OBJECTIVE = Update the lines that start with the one containing "Mark every instance of green hillside." and go on through the one containing "xmin=0 ymin=274 xmax=1270 ymax=952" by changing "overcast sky" to "cloudy sky" and leaving everything else as it is. Return only those lines.

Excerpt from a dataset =
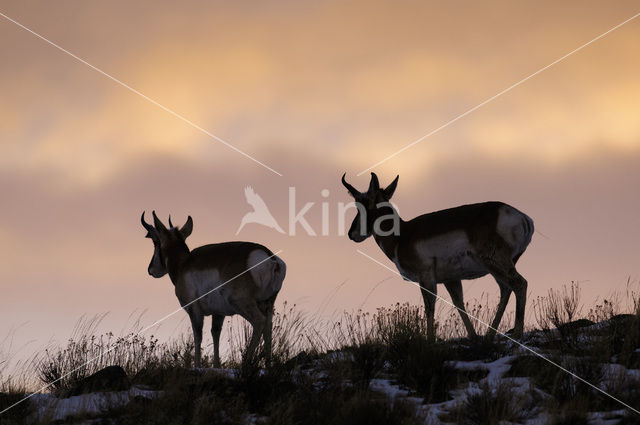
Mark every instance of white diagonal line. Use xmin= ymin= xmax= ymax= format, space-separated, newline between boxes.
xmin=358 ymin=13 xmax=640 ymax=176
xmin=0 ymin=12 xmax=282 ymax=177
xmin=356 ymin=249 xmax=640 ymax=415
xmin=0 ymin=250 xmax=282 ymax=415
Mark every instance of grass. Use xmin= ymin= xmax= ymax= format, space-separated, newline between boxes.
xmin=0 ymin=283 xmax=640 ymax=424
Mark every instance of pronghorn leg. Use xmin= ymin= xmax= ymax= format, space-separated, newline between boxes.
xmin=211 ymin=314 xmax=224 ymax=367
xmin=262 ymin=299 xmax=275 ymax=363
xmin=189 ymin=310 xmax=204 ymax=367
xmin=420 ymin=272 xmax=437 ymax=342
xmin=487 ymin=278 xmax=511 ymax=339
xmin=484 ymin=258 xmax=527 ymax=338
xmin=444 ymin=280 xmax=478 ymax=338
xmin=236 ymin=300 xmax=267 ymax=363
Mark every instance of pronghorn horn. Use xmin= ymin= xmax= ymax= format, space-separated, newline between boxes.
xmin=152 ymin=211 xmax=167 ymax=231
xmin=342 ymin=173 xmax=362 ymax=198
xmin=140 ymin=211 xmax=156 ymax=232
xmin=369 ymin=173 xmax=380 ymax=192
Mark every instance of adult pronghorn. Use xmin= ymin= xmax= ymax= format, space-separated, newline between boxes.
xmin=342 ymin=173 xmax=533 ymax=341
xmin=140 ymin=211 xmax=286 ymax=367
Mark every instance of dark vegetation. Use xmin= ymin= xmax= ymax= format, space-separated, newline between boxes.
xmin=0 ymin=284 xmax=640 ymax=425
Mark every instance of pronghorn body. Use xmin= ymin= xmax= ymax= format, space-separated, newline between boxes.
xmin=343 ymin=173 xmax=534 ymax=339
xmin=142 ymin=213 xmax=286 ymax=367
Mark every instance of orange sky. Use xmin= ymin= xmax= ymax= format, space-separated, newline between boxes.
xmin=0 ymin=1 xmax=640 ymax=362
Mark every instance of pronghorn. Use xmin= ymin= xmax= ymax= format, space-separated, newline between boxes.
xmin=342 ymin=173 xmax=533 ymax=341
xmin=140 ymin=211 xmax=286 ymax=367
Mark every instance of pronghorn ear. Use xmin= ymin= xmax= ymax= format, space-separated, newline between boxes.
xmin=368 ymin=173 xmax=380 ymax=194
xmin=384 ymin=175 xmax=400 ymax=200
xmin=180 ymin=216 xmax=193 ymax=239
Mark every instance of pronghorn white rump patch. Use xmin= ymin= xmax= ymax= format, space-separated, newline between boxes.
xmin=247 ymin=249 xmax=284 ymax=300
xmin=496 ymin=205 xmax=530 ymax=254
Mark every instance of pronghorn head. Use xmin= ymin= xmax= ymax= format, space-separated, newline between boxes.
xmin=342 ymin=173 xmax=400 ymax=242
xmin=140 ymin=211 xmax=193 ymax=278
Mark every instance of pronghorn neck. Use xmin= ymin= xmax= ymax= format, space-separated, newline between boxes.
xmin=163 ymin=245 xmax=190 ymax=285
xmin=373 ymin=206 xmax=404 ymax=261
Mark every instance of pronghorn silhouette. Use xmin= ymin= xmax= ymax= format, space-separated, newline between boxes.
xmin=236 ymin=186 xmax=284 ymax=235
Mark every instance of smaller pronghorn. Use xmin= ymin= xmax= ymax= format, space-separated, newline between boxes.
xmin=141 ymin=211 xmax=286 ymax=367
xmin=342 ymin=173 xmax=533 ymax=340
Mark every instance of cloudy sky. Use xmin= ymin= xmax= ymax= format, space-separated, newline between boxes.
xmin=0 ymin=1 xmax=640 ymax=358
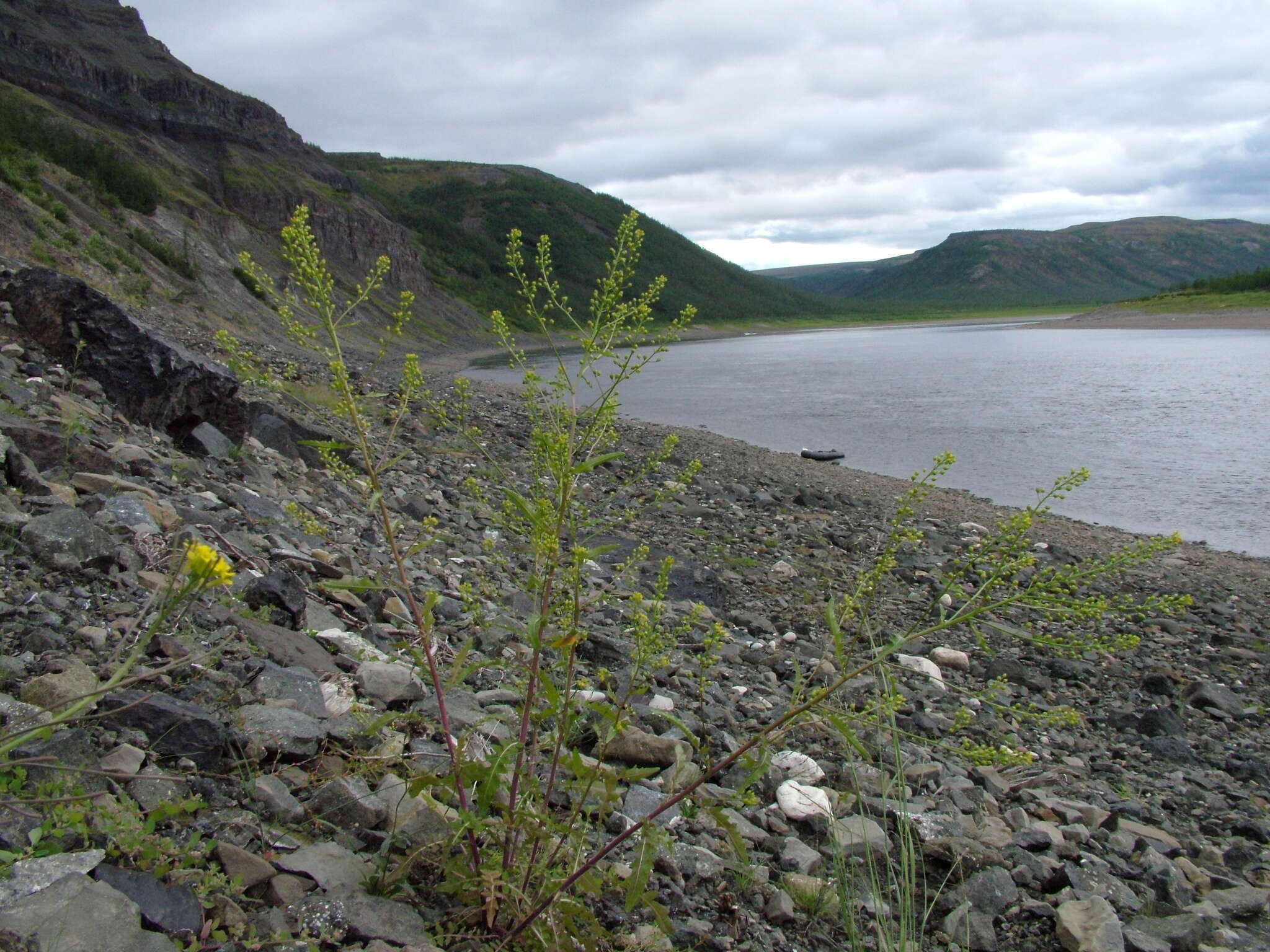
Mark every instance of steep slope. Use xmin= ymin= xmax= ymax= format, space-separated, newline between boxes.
xmin=326 ymin=152 xmax=846 ymax=322
xmin=760 ymin=217 xmax=1270 ymax=307
xmin=0 ymin=0 xmax=482 ymax=360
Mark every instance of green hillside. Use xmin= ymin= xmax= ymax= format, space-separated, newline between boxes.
xmin=326 ymin=152 xmax=847 ymax=324
xmin=760 ymin=217 xmax=1270 ymax=307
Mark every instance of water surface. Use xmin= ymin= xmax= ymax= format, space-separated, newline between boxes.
xmin=473 ymin=324 xmax=1270 ymax=556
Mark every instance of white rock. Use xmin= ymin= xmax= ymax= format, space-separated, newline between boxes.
xmin=931 ymin=645 xmax=970 ymax=671
xmin=319 ymin=678 xmax=357 ymax=717
xmin=776 ymin=781 xmax=833 ymax=820
xmin=772 ymin=558 xmax=797 ymax=579
xmin=314 ymin=628 xmax=393 ymax=661
xmin=893 ymin=655 xmax=945 ymax=690
xmin=772 ymin=750 xmax=824 ymax=783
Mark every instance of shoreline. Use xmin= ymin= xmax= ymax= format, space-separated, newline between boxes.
xmin=428 ymin=307 xmax=1270 ymax=566
xmin=1028 ymin=305 xmax=1270 ymax=330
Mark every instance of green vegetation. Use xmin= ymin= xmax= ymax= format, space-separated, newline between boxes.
xmin=0 ymin=86 xmax=160 ymax=214
xmin=1172 ymin=268 xmax=1270 ymax=294
xmin=326 ymin=154 xmax=848 ymax=322
xmin=128 ymin=229 xmax=198 ymax=281
xmin=765 ymin=217 xmax=1270 ymax=310
xmin=228 ymin=207 xmax=1189 ymax=950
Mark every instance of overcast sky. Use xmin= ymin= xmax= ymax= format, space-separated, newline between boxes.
xmin=133 ymin=0 xmax=1270 ymax=268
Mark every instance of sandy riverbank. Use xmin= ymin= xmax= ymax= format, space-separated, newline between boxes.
xmin=1034 ymin=305 xmax=1270 ymax=330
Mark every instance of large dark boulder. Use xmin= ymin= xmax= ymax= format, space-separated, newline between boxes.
xmin=0 ymin=268 xmax=246 ymax=441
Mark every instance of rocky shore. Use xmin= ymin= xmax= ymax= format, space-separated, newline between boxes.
xmin=0 ymin=274 xmax=1270 ymax=952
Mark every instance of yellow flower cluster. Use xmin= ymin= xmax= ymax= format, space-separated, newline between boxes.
xmin=180 ymin=542 xmax=234 ymax=586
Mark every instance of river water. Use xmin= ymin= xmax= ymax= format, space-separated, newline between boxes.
xmin=473 ymin=322 xmax=1270 ymax=556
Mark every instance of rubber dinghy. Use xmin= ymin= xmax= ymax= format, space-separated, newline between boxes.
xmin=802 ymin=447 xmax=846 ymax=464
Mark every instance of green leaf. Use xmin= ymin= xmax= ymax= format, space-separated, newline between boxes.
xmin=296 ymin=439 xmax=353 ymax=452
xmin=573 ymin=451 xmax=626 ymax=474
xmin=318 ymin=576 xmax=389 ymax=591
xmin=626 ymin=826 xmax=657 ymax=913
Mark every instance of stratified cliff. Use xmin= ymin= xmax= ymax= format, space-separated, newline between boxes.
xmin=0 ymin=0 xmax=480 ymax=358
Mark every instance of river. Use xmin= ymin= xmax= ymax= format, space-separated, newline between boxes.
xmin=473 ymin=322 xmax=1270 ymax=556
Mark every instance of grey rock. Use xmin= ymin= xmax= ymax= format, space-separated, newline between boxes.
xmin=93 ymin=863 xmax=203 ymax=933
xmin=623 ymin=783 xmax=680 ymax=826
xmin=1183 ymin=681 xmax=1246 ymax=718
xmin=252 ymin=661 xmax=327 ymax=720
xmin=234 ymin=705 xmax=326 ymax=759
xmin=127 ymin=767 xmax=189 ymax=810
xmin=231 ymin=615 xmax=339 ymax=676
xmin=326 ymin=888 xmax=427 ymax=946
xmin=605 ymin=728 xmax=692 ymax=767
xmin=20 ymin=658 xmax=98 ymax=713
xmin=241 ymin=569 xmax=308 ymax=631
xmin=1054 ymin=896 xmax=1124 ymax=952
xmin=273 ymin=843 xmax=375 ymax=890
xmin=829 ymin=816 xmax=890 ymax=858
xmin=1206 ymin=886 xmax=1270 ymax=919
xmin=100 ymin=690 xmax=224 ymax=769
xmin=1129 ymin=913 xmax=1214 ymax=952
xmin=357 ymin=661 xmax=427 ymax=705
xmin=252 ymin=775 xmax=305 ymax=824
xmin=180 ymin=420 xmax=234 ymax=459
xmin=779 ymin=837 xmax=824 ymax=875
xmin=375 ymin=773 xmax=452 ymax=848
xmin=940 ymin=866 xmax=1020 ymax=917
xmin=305 ymin=777 xmax=389 ymax=830
xmin=22 ymin=508 xmax=115 ymax=571
xmin=93 ymin=493 xmax=160 ymax=536
xmin=0 ymin=849 xmax=105 ymax=909
xmin=0 ymin=873 xmax=179 ymax=952
xmin=940 ymin=902 xmax=997 ymax=952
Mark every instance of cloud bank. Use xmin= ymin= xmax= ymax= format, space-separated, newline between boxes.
xmin=135 ymin=0 xmax=1270 ymax=268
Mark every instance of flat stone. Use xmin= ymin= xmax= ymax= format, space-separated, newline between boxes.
xmin=100 ymin=690 xmax=224 ymax=769
xmin=326 ymin=888 xmax=427 ymax=946
xmin=252 ymin=661 xmax=329 ymax=720
xmin=1054 ymin=896 xmax=1124 ymax=952
xmin=273 ymin=843 xmax=375 ymax=891
xmin=779 ymin=837 xmax=824 ymax=875
xmin=597 ymin=728 xmax=692 ymax=767
xmin=0 ymin=849 xmax=105 ymax=909
xmin=252 ymin=775 xmax=305 ymax=824
xmin=215 ymin=843 xmax=278 ymax=890
xmin=230 ymin=615 xmax=340 ymax=676
xmin=234 ymin=705 xmax=326 ymax=759
xmin=623 ymin=783 xmax=680 ymax=826
xmin=19 ymin=658 xmax=99 ymax=713
xmin=375 ymin=773 xmax=453 ymax=848
xmin=1183 ymin=681 xmax=1246 ymax=718
xmin=305 ymin=777 xmax=389 ymax=830
xmin=20 ymin=508 xmax=115 ymax=571
xmin=1206 ymin=886 xmax=1270 ymax=919
xmin=829 ymin=816 xmax=890 ymax=858
xmin=355 ymin=661 xmax=427 ymax=706
xmin=0 ymin=873 xmax=179 ymax=952
xmin=127 ymin=767 xmax=189 ymax=810
xmin=93 ymin=863 xmax=203 ymax=934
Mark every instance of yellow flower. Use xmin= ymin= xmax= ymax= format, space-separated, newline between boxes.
xmin=180 ymin=542 xmax=234 ymax=586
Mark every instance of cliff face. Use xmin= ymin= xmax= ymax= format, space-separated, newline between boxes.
xmin=0 ymin=0 xmax=481 ymax=355
xmin=0 ymin=0 xmax=309 ymax=159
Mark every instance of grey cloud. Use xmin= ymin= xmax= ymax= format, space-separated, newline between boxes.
xmin=135 ymin=0 xmax=1270 ymax=269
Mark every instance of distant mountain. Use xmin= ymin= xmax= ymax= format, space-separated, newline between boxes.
xmin=325 ymin=152 xmax=843 ymax=322
xmin=0 ymin=0 xmax=843 ymax=363
xmin=756 ymin=217 xmax=1270 ymax=307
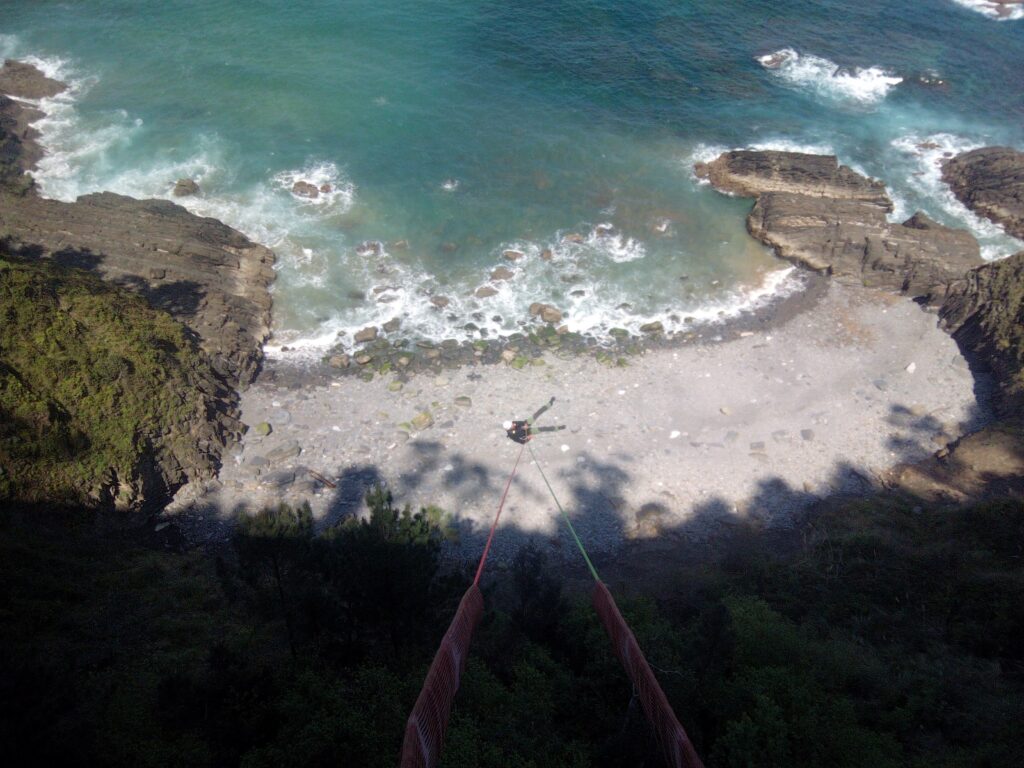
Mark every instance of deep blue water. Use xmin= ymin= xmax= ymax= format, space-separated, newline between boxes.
xmin=0 ymin=0 xmax=1024 ymax=354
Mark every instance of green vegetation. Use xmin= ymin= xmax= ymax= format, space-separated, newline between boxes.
xmin=0 ymin=490 xmax=1024 ymax=768
xmin=0 ymin=256 xmax=204 ymax=505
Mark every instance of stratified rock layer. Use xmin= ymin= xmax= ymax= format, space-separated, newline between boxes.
xmin=939 ymin=251 xmax=1024 ymax=422
xmin=695 ymin=152 xmax=982 ymax=303
xmin=942 ymin=146 xmax=1024 ymax=240
xmin=0 ymin=61 xmax=274 ymax=508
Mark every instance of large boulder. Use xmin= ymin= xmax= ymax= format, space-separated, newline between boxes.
xmin=0 ymin=58 xmax=68 ymax=101
xmin=693 ymin=150 xmax=892 ymax=211
xmin=942 ymin=146 xmax=1024 ymax=239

EXERCISE OUTPUT =
Mark every instance of green hillside. Use xmin= ymin= xmax= ymax= format, space-separated, newline between boxes.
xmin=326 ymin=152 xmax=847 ymax=324
xmin=760 ymin=217 xmax=1270 ymax=307
Mark every instance of water surface. Use xmin= ymin= xmax= ymax= format, space-separated, newline between boxes.
xmin=473 ymin=324 xmax=1270 ymax=556
Mark every instance of white rock. Use xmin= ymin= xmax= ymax= format, space-separated, newline between boxes.
xmin=931 ymin=645 xmax=970 ymax=671
xmin=319 ymin=678 xmax=357 ymax=717
xmin=776 ymin=781 xmax=833 ymax=820
xmin=772 ymin=558 xmax=797 ymax=579
xmin=314 ymin=628 xmax=393 ymax=661
xmin=893 ymin=655 xmax=945 ymax=690
xmin=772 ymin=750 xmax=824 ymax=783
Mark every instance of shoreline. Use xmin= ymin= xmax= ymax= format, space-separated, newline between boxes.
xmin=428 ymin=307 xmax=1270 ymax=566
xmin=1028 ymin=305 xmax=1270 ymax=330
Mark every instance of green vegetation. Use xmin= ymin= xmax= ymax= format, space-separated, newline between boxes.
xmin=0 ymin=86 xmax=160 ymax=214
xmin=1172 ymin=268 xmax=1270 ymax=294
xmin=326 ymin=154 xmax=848 ymax=322
xmin=128 ymin=229 xmax=198 ymax=281
xmin=765 ymin=217 xmax=1270 ymax=310
xmin=228 ymin=207 xmax=1189 ymax=950
Mark every instance of cloudy sky. Use xmin= ymin= xmax= ymax= format, space-separated, newline between boxes.
xmin=133 ymin=0 xmax=1270 ymax=268
Mark every instance of sandy riverbank. Use xmin= ymin= xmax= ymax= format, space-separated, newline between boxes.
xmin=1034 ymin=305 xmax=1270 ymax=330
Mark every instance of large dark boulder. Use xmin= ymin= xmax= ymax= format, space-separated, newline between boxes.
xmin=0 ymin=268 xmax=246 ymax=441
Mark every instance of rocky shore. Use xmin= ymin= xmax= ymax= format, space-separated, newline between boxes.
xmin=0 ymin=274 xmax=1270 ymax=952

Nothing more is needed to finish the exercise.